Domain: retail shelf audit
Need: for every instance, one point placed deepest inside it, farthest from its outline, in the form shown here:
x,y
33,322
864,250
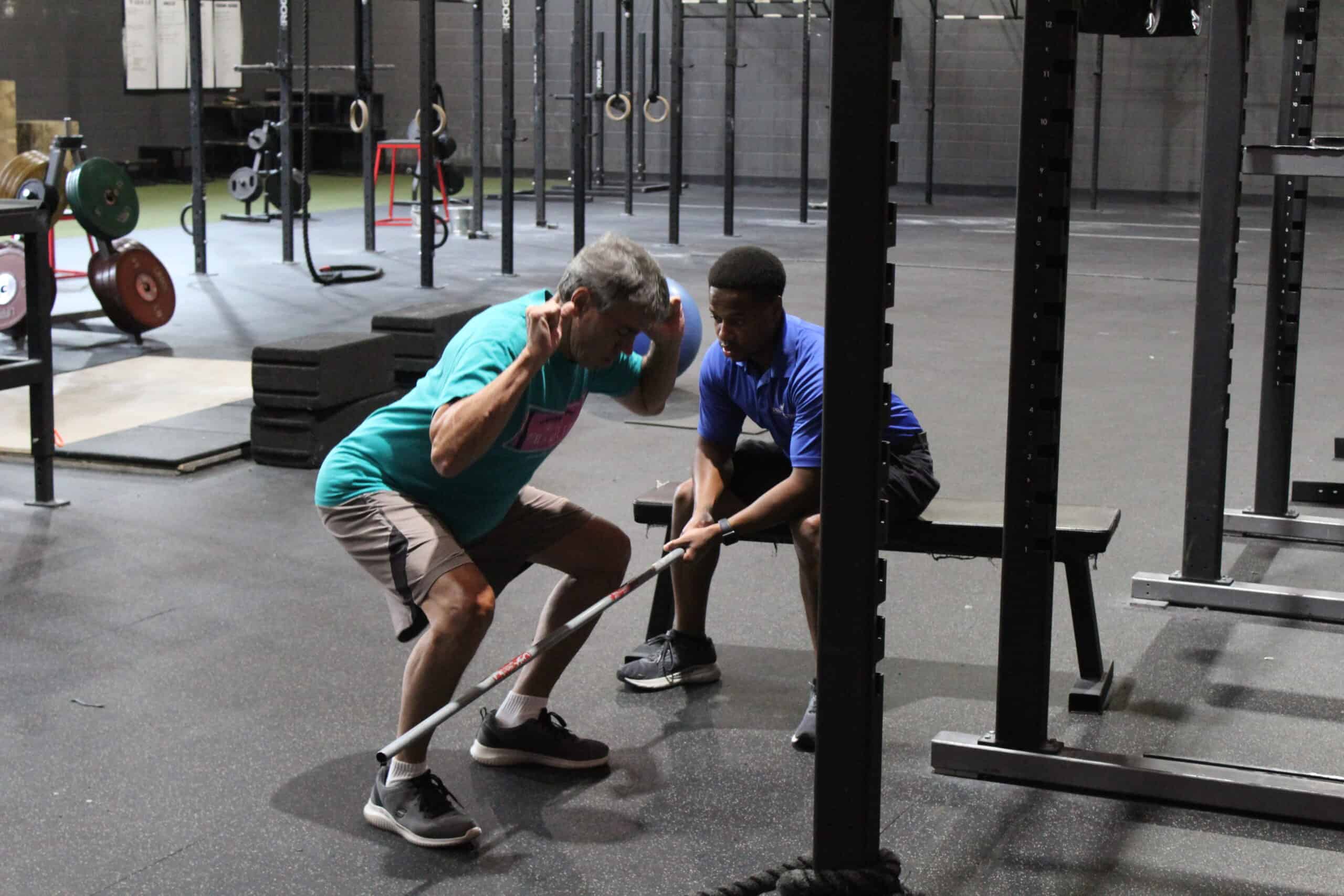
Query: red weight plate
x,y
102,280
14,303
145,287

* * *

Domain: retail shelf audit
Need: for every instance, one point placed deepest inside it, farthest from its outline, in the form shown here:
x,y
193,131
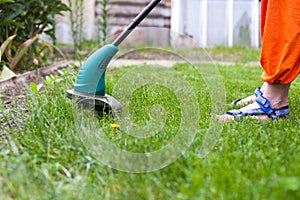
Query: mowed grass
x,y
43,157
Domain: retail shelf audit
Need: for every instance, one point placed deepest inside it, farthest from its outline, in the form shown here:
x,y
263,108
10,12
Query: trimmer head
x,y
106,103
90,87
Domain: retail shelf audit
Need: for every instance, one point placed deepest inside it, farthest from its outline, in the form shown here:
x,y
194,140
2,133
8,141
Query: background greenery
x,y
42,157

* * *

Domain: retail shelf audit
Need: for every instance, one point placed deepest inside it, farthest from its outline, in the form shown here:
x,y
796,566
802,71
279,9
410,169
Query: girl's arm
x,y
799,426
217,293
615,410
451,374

* * *

### REQUIREMENTS
List each line from the rows above that contains the string "Query". Case matters, so count only lines where it appears with the same capitalization.

### THE ANSWER
Query: red weight plate
Query: mowed grass
Query: trimmer head
Query: background greenery
Query: girl's arm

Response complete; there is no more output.